[TASK LIST]
1 – In the Brussels sprouts recipe introduction, what is the writer's favorite part of roasted Brussels sprouts?
2 – Continue the Brussels sprouts recipe introduction from its last sentence.

[PAGE EXCERPT]
+-------+

Parmesan Roasted Brussels Sprouts are one of my favorite side dishes! Learn how to roast Brussels sprouts the right way so they come out perfect every time!
Can you believe I’d never had Brussels sprouts until just a few years ago? I always figured I didn’t like them because my parents didn’t, then my husband didn’t. I’d see the little heads of lettuce in stacks at the grocery store and wonder what the fuss was: who wanted to eat little baby heads of lettuce?
After the first bite I decided that I DO. I want to eat them. I want to eat them ALL!
I’ve only ever eaten Roasted Brussels sprouts because I can’t imagine eating them boiled. I’m sure those are okay but I find that roasting them brings out so much extra flavor. Plus, to me, roasting vegetables makes them like crack that I can’t stop eating.
In fact my favorite part about Roasted Brussels sprouts are the little leaves that fall off and get crunchy. Recently I was at a restaurant and one of the appetizers was Brussels sprouts chips: leaves of the sprouts that had been deep fried until they were crunchy and then seasoned with salt. Oh em gee, those were amazing.
Whether or not you add parmesan to these Roasted Brussels sprouts, this is the best recipe and the easiest one to make!

+-------+

[DATA SECTION]

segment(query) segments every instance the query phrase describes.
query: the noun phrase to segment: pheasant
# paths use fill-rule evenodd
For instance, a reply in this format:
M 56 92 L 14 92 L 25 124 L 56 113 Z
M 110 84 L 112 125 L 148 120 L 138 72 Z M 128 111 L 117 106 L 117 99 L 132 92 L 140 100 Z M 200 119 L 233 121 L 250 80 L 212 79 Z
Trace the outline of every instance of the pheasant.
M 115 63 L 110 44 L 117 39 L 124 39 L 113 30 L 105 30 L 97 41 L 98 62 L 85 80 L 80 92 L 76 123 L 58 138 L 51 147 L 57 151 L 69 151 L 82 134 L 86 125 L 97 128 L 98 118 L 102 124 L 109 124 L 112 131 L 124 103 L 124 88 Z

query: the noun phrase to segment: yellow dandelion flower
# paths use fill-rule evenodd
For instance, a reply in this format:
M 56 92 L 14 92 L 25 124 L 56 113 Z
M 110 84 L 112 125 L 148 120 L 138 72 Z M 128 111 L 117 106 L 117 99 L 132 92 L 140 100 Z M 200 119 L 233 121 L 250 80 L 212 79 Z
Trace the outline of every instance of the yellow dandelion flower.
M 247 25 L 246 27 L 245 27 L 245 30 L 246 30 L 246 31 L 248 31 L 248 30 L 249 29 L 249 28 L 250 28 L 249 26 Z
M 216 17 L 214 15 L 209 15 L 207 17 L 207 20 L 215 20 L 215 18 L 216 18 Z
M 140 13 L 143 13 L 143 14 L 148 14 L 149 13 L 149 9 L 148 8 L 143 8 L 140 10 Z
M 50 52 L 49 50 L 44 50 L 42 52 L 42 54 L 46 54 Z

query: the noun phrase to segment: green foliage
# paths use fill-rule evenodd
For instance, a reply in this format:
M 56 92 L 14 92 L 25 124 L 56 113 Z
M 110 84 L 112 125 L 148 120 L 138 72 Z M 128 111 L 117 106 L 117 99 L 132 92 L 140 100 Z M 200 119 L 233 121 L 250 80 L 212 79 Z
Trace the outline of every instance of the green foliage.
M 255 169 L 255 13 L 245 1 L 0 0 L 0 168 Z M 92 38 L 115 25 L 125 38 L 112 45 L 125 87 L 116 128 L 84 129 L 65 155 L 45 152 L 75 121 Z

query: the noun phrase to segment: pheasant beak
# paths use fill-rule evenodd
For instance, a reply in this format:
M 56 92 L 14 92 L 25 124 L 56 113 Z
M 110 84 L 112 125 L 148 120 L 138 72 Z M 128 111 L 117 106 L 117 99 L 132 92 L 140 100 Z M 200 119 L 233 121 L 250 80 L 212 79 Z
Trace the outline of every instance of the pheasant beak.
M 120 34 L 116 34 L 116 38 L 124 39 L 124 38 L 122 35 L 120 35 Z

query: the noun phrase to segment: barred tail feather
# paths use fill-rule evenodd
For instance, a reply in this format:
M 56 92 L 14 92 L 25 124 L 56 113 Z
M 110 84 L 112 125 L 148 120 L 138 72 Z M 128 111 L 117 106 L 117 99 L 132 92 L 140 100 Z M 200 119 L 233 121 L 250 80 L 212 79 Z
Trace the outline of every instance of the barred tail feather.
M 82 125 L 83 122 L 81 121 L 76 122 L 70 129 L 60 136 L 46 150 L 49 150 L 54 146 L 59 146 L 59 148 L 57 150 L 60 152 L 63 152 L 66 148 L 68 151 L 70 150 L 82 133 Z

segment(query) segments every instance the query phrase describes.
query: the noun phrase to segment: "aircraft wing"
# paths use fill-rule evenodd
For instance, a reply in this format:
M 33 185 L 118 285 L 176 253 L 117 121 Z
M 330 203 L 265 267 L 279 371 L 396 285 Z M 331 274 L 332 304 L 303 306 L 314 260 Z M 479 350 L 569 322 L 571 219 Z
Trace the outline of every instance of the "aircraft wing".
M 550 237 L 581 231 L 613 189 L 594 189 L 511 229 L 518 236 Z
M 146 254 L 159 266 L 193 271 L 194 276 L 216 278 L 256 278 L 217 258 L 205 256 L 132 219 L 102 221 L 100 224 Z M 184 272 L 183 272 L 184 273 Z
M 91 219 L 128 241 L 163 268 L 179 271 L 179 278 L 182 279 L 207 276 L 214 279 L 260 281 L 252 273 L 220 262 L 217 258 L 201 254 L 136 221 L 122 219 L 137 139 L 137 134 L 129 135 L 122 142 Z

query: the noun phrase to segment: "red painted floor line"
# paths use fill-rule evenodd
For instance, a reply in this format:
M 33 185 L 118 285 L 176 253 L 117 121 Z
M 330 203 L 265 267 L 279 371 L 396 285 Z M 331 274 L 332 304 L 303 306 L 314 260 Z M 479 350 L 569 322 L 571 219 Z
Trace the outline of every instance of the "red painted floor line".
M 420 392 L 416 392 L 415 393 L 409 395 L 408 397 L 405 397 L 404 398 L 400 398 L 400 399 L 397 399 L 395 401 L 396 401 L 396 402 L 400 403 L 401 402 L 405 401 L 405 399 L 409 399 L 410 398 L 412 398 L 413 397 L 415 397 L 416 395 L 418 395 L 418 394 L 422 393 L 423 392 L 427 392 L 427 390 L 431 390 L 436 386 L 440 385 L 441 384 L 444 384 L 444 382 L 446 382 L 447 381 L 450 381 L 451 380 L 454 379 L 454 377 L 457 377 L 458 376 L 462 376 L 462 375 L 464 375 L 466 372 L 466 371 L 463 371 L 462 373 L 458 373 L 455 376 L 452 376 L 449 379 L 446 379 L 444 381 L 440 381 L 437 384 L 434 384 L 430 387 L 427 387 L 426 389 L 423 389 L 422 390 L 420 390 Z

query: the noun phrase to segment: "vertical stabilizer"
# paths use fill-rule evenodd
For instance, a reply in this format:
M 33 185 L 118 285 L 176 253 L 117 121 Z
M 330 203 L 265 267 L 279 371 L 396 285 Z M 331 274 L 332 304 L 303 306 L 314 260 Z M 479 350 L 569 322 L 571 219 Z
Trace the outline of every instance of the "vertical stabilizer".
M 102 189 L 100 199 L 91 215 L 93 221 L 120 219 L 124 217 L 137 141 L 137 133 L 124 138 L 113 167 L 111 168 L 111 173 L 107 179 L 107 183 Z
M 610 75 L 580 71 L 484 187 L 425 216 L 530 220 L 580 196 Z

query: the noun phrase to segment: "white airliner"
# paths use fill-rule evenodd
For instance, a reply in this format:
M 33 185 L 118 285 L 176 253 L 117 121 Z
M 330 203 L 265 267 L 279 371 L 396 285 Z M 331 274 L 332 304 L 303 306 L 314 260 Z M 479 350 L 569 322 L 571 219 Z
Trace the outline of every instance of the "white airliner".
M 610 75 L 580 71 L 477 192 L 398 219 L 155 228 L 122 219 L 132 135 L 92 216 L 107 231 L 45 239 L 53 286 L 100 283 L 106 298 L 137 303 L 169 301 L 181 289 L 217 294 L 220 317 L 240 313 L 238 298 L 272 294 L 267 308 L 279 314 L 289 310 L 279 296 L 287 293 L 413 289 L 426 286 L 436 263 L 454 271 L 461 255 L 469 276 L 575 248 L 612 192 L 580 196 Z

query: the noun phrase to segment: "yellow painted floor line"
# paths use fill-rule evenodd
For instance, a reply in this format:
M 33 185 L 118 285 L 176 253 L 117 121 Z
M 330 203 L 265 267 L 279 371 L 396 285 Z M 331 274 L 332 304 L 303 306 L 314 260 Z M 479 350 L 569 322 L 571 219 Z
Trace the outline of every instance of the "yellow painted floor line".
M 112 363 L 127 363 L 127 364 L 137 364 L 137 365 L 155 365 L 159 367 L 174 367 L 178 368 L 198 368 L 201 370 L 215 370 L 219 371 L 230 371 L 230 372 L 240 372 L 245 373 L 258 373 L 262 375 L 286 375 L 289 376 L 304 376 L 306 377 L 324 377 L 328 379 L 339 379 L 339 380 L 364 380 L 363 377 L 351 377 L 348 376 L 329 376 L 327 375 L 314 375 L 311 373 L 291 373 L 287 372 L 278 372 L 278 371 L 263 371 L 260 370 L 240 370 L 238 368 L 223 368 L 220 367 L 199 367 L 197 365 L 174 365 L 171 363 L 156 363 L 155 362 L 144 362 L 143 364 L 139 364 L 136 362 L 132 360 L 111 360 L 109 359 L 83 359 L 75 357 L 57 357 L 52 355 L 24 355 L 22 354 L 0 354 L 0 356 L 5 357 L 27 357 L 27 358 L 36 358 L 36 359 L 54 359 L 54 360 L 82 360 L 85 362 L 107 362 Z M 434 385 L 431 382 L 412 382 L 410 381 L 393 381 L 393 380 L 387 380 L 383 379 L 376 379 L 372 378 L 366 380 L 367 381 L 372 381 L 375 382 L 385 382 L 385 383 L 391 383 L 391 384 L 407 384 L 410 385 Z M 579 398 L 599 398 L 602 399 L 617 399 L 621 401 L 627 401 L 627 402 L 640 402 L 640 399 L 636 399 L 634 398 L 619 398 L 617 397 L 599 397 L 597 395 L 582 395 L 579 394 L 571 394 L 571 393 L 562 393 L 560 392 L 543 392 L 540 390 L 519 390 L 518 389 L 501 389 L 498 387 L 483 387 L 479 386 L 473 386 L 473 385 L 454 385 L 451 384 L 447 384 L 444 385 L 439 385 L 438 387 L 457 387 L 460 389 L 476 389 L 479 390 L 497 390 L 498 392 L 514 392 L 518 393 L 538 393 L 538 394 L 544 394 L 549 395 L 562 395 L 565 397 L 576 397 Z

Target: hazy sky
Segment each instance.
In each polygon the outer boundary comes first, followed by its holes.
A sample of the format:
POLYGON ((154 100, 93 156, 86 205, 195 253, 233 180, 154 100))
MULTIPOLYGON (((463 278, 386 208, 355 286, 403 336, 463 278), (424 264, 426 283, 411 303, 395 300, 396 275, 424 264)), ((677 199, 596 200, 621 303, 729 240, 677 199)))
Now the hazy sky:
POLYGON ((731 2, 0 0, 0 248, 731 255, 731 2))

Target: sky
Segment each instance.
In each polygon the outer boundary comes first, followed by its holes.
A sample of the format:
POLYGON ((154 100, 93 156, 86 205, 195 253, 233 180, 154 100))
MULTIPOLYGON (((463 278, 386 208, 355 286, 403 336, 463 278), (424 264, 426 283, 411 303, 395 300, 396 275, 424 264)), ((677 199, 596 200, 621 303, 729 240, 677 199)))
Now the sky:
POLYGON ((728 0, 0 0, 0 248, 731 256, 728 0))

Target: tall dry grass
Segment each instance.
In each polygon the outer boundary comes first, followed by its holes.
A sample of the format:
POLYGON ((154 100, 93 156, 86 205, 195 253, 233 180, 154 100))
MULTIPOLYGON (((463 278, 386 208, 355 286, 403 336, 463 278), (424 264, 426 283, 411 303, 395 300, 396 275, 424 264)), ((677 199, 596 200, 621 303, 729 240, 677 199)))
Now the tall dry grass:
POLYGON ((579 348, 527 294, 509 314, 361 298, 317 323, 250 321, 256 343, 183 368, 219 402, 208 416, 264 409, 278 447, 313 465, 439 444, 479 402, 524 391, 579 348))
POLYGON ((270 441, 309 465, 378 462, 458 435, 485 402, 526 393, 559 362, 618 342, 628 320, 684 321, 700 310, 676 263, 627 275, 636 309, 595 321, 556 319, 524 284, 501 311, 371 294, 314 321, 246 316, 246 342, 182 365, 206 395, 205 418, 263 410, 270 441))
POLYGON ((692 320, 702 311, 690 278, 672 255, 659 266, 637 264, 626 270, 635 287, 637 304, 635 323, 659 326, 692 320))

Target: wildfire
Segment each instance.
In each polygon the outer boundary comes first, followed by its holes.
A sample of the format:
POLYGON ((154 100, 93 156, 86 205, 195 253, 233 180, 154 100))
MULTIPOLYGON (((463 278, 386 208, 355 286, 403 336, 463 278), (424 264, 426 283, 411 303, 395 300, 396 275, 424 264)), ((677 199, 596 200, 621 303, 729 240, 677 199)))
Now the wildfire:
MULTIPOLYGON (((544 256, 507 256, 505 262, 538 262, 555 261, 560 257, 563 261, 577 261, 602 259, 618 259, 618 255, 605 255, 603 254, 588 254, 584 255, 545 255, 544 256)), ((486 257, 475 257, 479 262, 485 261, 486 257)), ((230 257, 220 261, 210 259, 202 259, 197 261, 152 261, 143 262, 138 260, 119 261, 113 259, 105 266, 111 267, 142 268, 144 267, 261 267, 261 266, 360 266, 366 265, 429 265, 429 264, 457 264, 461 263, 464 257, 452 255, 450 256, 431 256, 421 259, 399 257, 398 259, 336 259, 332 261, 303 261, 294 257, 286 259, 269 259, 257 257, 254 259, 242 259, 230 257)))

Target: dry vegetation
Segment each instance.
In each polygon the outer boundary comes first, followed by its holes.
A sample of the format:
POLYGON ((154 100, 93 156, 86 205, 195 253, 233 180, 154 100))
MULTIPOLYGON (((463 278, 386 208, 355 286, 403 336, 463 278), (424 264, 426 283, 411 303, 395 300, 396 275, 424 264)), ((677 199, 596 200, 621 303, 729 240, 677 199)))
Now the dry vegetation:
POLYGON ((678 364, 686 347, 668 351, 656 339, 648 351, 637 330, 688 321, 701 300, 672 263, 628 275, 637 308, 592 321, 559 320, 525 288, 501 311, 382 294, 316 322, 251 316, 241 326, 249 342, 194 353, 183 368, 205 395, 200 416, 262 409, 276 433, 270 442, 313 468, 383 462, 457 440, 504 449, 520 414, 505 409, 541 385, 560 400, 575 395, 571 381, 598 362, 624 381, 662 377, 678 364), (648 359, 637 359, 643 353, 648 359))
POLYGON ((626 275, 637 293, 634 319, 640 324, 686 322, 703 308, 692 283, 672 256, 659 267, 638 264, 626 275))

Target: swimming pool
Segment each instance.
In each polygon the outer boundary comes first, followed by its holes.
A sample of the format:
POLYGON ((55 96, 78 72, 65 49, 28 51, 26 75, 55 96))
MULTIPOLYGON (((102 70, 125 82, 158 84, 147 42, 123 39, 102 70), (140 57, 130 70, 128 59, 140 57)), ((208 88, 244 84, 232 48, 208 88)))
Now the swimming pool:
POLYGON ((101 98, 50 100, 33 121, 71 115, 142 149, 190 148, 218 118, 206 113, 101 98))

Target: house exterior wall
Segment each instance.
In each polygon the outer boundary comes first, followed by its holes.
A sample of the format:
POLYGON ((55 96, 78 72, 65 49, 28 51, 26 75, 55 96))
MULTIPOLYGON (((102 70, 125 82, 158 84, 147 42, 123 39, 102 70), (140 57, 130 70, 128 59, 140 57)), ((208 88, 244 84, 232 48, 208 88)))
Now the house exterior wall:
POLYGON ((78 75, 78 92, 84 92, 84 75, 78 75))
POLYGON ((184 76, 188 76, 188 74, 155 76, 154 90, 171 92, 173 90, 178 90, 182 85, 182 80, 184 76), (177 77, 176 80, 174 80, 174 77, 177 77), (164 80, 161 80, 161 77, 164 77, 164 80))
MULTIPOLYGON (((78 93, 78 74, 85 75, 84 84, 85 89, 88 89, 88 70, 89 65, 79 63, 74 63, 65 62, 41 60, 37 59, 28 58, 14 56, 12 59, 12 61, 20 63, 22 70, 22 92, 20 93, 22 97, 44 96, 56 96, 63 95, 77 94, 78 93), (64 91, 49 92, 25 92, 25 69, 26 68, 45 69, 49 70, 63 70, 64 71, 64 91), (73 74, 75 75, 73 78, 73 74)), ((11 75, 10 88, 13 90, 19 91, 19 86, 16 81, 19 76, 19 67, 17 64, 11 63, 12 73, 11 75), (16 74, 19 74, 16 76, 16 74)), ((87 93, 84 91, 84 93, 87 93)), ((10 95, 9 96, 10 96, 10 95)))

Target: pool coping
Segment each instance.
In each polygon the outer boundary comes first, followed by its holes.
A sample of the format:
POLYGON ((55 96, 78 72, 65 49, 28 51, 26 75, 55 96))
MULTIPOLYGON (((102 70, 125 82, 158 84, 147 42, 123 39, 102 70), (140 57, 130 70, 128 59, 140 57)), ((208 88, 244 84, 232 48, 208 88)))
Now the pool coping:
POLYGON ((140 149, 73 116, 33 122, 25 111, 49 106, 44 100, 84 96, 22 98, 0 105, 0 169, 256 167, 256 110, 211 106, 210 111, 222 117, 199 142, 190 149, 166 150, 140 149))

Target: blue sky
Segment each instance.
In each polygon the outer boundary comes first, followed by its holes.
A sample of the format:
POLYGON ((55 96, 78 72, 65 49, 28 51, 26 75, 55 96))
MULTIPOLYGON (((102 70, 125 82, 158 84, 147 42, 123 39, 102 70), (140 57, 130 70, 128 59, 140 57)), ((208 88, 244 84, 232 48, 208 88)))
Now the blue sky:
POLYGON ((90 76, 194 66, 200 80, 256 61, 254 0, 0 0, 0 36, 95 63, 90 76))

+-------+

[SOLVED TASKS]
1 – The little leaves that fall off and get crunchy.

2 –
There are just a few easy steps to roasting Brussels sprouts and once you start making them this way you’ll never want them another way again!
I’ve been roasting my Brussels sprouts for a few years now and I finally discovered the best roasting method:
- Make sure to season the Brussels sprouts really well.
- Cut them in half, and if they’re really large, then slice them in thirds.
- Roast them at 400°F on a rimmed baking sheet.
- The biggest tip: roast them directly on the baking sheet, cut side down. This will ensure they get that golden crispy edge!
Seasonings for Brussels sprouts can be to your liking, but I like leaving them simple. I season my Roasted Brussels sprouts with garlic powder, onion powder, salt and pepper. With a toss in olive oil they’re ready to roast in just a few minutes!
It takes about 30-40 minutes for them to roast properly, depending on size, and once they’re done they’re the perfect side dish for any meal. I also love throwing them in salads, and I love serving Roasted Brussels sprouts with bacon. They’re also fantastic with a balsamic reduction drizzled over the top (you can buy that at any grocery store in the condiments aisle).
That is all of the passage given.